# What is asked
1. In the forum thread about algae in a heavily stocked planted tank, how many liters of water did MatPat enter when running the fertilizer calculator for BryceM's tank?
2. Summarize the forum thread about algae in a heavily stocked planted tank in two sentences.
3. Continue the forum thread about algae in a heavily stocked planted tank from the point where it stops.
BEGIN Extracted text
# Can U Be Algae-free with heavy stocking?



## BryceM (Nov 6, 2005)

So, I've been serious about plants for a few months now. Current specs:
46 gal, ~4 wpg x 11 hrs/day, pressurized CO2, avg 30 ppm (pH 6.6 @KH 4), Flourite substrate, tons and tons of fish (congos, bosemanis, neons, danios, siamensis, otos, 1 angel), tons and tons of plants (everything from anubias to vals, crypts, didiplis, lots of stem plants, etc, etc), 1/2 tsp KNO3 and 1.2 ml fleets 3x/week, 40 ml flourish / week -- divided & added on off days.

I'm mostly experimenting with keeping different species to get experience for bigger and better future projects. Judging from most photos on the site my aquarium is quite heavily planted.

I've learned the hard way about keeping things in balance with this kind of lighting and CO2. My plants, for the most part, are now growing quite well. Despite this, there is a healthy abundance of algae that is quite frustrating.

In small patches I have some staghorn strands that are up to 2 or 3" long. In other locations I have small patches of green-spot. This is a little better since adding more fleets, but still exists. Finally, on plants that are near the substrate (sag subulata, anubias, etc) I think I'm getting cyano. This is quite widespread. The last time I pruned, the plants had a swampy smell to them. At least the BBA has been receding since the addition of 'real' CO2.

Am I missing an ingredient in my fert mix? As I understand it, the algae is supposed to take a hike when I get the plants happy. Am I just too densely stocked? Is all the NH4 keeping the algae going? I don't feed too heavily - 1x/day and its gone in 2 or 3 minutes. I've thought about adding more Ca & Mg since my GH is only about 3 or 4. I do add 1 tsp of Seachem Equilibrium with a 50% WC 1/week. I have recently noticed some light green leaves on my hydrocotyle with darker green veins.

Any ideas or, is keeping a heavy fish load just a bad idea when it comes to algae?


----------



## MatPat (Mar 22, 2004)

I don't think your fish load has much to do with it. Sure you may have more NH4 than others, but the plants should use that fairly fast as long as they are healthy.

The only "problem" I see with your dosing is that you are expecting the algae to "disappear" on it's own. That rarely happens in my experience, with the exception of diatoms and occasionally green water.

You need to get in there and manually remove what you can see. If you can see it, pull it or prune it. Once you get it gone, it should stay gone until you get too low on something including CO2!

If you are noticing some light colored leaves, you may want to increase your traces a bit or maybe add a bit more iron. You can also try increasing the CO2 a little bit more to get rid of the green spot. Just make sure you are around to observe the fish when you increase the CO2. It seems there are a few folks now days finding that 30ppm isn't cutting it on their CO2 levels. If the CO2 doesn't fix your greenspot, try upping the fleets a bit, maybe 1.5ml 3x a week and see if that helps.

Here is a good link to help you figure out what you are adding with the Equilibrium. http://www.fishfriend.com/fertfriend.html

I tried it for your tank using 150 liters of water (40g actual volume x 3.8 liters per gallon) and between 4 and 4.5 grams (~1 tsp) of Equilibrium. 1 tsp doesn't addd much in the way of K, CA, or Mg but should help a bit. You may want to try increasing the Eq also.
END Extracted text
BEGIN Given records
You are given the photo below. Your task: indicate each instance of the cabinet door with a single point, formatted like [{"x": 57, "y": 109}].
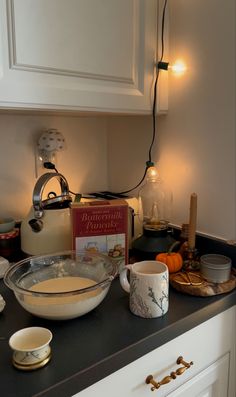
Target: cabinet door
[
  {"x": 211, "y": 348},
  {"x": 212, "y": 382},
  {"x": 79, "y": 54}
]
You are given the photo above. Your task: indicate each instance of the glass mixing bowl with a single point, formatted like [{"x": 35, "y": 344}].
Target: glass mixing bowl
[{"x": 63, "y": 285}]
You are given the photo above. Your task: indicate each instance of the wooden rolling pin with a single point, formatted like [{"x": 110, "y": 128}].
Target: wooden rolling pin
[{"x": 192, "y": 221}]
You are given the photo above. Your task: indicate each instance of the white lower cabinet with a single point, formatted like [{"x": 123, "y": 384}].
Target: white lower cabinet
[{"x": 211, "y": 347}]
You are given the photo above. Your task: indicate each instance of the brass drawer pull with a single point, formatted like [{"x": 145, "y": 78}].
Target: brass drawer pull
[{"x": 173, "y": 375}]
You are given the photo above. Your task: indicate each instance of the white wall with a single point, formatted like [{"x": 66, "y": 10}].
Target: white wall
[
  {"x": 197, "y": 138},
  {"x": 83, "y": 163}
]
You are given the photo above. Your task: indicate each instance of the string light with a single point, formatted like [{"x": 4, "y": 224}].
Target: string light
[{"x": 177, "y": 68}]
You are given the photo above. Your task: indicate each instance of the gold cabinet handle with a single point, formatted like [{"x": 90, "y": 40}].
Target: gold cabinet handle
[{"x": 168, "y": 378}]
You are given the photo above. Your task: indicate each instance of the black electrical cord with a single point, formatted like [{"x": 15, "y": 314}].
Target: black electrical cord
[{"x": 150, "y": 163}]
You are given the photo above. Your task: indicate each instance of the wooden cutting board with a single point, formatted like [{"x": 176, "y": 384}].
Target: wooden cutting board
[{"x": 206, "y": 288}]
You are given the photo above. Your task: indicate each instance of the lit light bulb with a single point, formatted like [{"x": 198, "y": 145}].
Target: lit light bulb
[{"x": 178, "y": 67}]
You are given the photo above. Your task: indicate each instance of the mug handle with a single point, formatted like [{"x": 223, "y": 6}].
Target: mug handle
[{"x": 123, "y": 278}]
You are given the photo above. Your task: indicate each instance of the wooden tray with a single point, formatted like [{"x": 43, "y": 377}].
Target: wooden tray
[{"x": 206, "y": 288}]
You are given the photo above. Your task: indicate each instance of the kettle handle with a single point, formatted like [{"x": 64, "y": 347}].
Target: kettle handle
[{"x": 39, "y": 187}]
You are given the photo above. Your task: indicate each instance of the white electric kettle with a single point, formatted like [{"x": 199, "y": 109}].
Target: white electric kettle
[{"x": 47, "y": 228}]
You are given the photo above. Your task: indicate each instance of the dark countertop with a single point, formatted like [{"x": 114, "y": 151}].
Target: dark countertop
[{"x": 87, "y": 349}]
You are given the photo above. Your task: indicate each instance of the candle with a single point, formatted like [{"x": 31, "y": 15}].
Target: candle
[{"x": 192, "y": 221}]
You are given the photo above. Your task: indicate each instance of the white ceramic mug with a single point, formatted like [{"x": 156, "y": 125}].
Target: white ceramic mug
[{"x": 148, "y": 288}]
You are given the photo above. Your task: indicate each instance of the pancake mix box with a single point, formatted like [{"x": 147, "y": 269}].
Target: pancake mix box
[{"x": 101, "y": 226}]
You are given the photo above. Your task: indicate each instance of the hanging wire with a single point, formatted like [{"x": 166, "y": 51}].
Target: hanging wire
[{"x": 150, "y": 163}]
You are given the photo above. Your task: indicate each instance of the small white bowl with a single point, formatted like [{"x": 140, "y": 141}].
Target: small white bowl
[
  {"x": 6, "y": 225},
  {"x": 30, "y": 347}
]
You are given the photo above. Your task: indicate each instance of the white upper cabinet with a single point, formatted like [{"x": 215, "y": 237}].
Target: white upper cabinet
[{"x": 86, "y": 55}]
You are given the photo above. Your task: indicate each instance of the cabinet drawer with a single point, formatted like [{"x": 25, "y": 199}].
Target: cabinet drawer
[{"x": 204, "y": 345}]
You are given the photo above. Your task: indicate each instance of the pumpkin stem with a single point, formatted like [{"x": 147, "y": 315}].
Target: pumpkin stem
[{"x": 175, "y": 244}]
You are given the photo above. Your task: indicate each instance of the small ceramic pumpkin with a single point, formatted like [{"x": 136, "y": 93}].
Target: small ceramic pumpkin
[{"x": 173, "y": 260}]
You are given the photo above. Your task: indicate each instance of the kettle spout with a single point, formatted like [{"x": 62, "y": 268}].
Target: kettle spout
[{"x": 36, "y": 225}]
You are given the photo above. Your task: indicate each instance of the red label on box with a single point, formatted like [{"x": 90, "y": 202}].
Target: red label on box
[{"x": 101, "y": 227}]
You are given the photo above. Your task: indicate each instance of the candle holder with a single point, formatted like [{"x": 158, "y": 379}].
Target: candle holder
[{"x": 191, "y": 259}]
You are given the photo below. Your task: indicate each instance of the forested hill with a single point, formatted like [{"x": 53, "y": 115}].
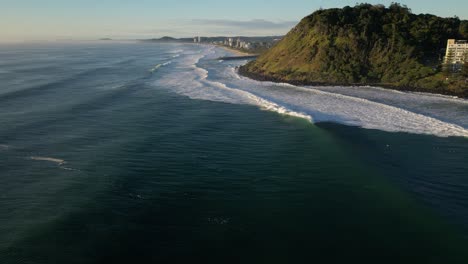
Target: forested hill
[{"x": 366, "y": 44}]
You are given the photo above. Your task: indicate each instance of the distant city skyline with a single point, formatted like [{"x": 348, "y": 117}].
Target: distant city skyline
[{"x": 31, "y": 20}]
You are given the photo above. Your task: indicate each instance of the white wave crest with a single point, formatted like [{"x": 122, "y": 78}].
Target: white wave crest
[
  {"x": 155, "y": 68},
  {"x": 49, "y": 159},
  {"x": 357, "y": 107}
]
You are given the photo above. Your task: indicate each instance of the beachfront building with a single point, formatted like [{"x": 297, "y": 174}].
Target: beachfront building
[{"x": 456, "y": 53}]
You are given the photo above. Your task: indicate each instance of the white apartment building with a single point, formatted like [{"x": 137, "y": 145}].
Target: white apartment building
[{"x": 457, "y": 52}]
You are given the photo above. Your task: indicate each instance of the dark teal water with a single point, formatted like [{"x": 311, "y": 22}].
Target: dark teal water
[{"x": 102, "y": 160}]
END Given records
# Answers in order
1. 150 liters.

2. BryceM describes a heavily stocked, heavily planted 46-gallon tank with strong lighting and pressurized CO2 whose plants grow well but which still has staghorn, green-spot, and what seems to be cyano algae, and he asks whether his fertilizer mix or fish load is to blame. MatPat doubts the fish load has much to do with it, says the algae must be removed by hand rather than left to disappear, and suggests adding more traces or iron and raising the CO2, fleets, and Equilibrium.

3.
Whatever changes you make, try them one at a time and give the tank a while to show some results. That is the only way to narrow down which item is the cure to your problems  I would start with the CO2 first


----------



## BryceM (Nov 6, 2005)

Thanks MatPat, you're usually the first to respond. I've been hanging on to a few plants that are horribly infested hoping that they'll 'come around'. Guess not huh? I'll trash a sword and a bunch of large leaves on some other plants that I'd kind of like to salvage. I'd really like to do something to keep my anubias clear. I've tried moving them to shady spots but even that hasn't stopped algae from showing up on new leaves.

I'll try to come up with a way to get a bit more circulation going too. The foreground plants don't get any current at all.

Nice calculator link too. - thx


----------



## MatPat (Mar 22, 2004)

The plants may come around, you can always try removing the worst leaves and wait for some new growth. I would keep the sword too, especially if you like it. Try trimming the majority of leaves off of it. It should sprout new ones if the plant is healthy. I got some Echinodorus bolivianus this summer that was totally melted. The roots were healthy so I planted them and now have plenty of new plants. I probably wouldn't chop off all of the sword leaves but I do think it will grow more leaves if you do. 

I have been having the same issues with my A. nana. I have put it in the shade and kept it under the PC lights and the algae stays the same. I just keep trimming the older leaves and slowly increasing the CO2. Sooner or later I will get the water here figured out  

I do think circulation has something to do with algae formation. My Blyxa always seems to get hair algae around the base. Those spots seem to be where the most mulm builds up so I assume that contributes to the algae formation.


----------



## BryceM (Nov 6, 2005)

Thx, I wonder how many people out there really have 'algae free' tanks. I'm guessing that keeping it to a dull roar is about as well as many people do.


----------



## MatPat (Mar 22, 2004)

I don't think I have ever seen an "Algae Free" tank! A lot of folks claim to have algae free tanks but I have never seen them or even seen pics of them. Even pics in Amano's books show some algae on the Anubias. 

I have had mine close enough for me in the past. I usually end up getting lazy and the algae shows back up. It's amazing how a day or two of laziness can take a month or more to recover from  

By the way, nice name. Do you by chance work in a Lab?


----------



## BryceM (Nov 6, 2005)

Kind of a name I got stuck with in med school -- the details shouldn't be posted on a public forum though....... 

Too bad too, cuz it is a good story


----------



## MatPat (Mar 22, 2004)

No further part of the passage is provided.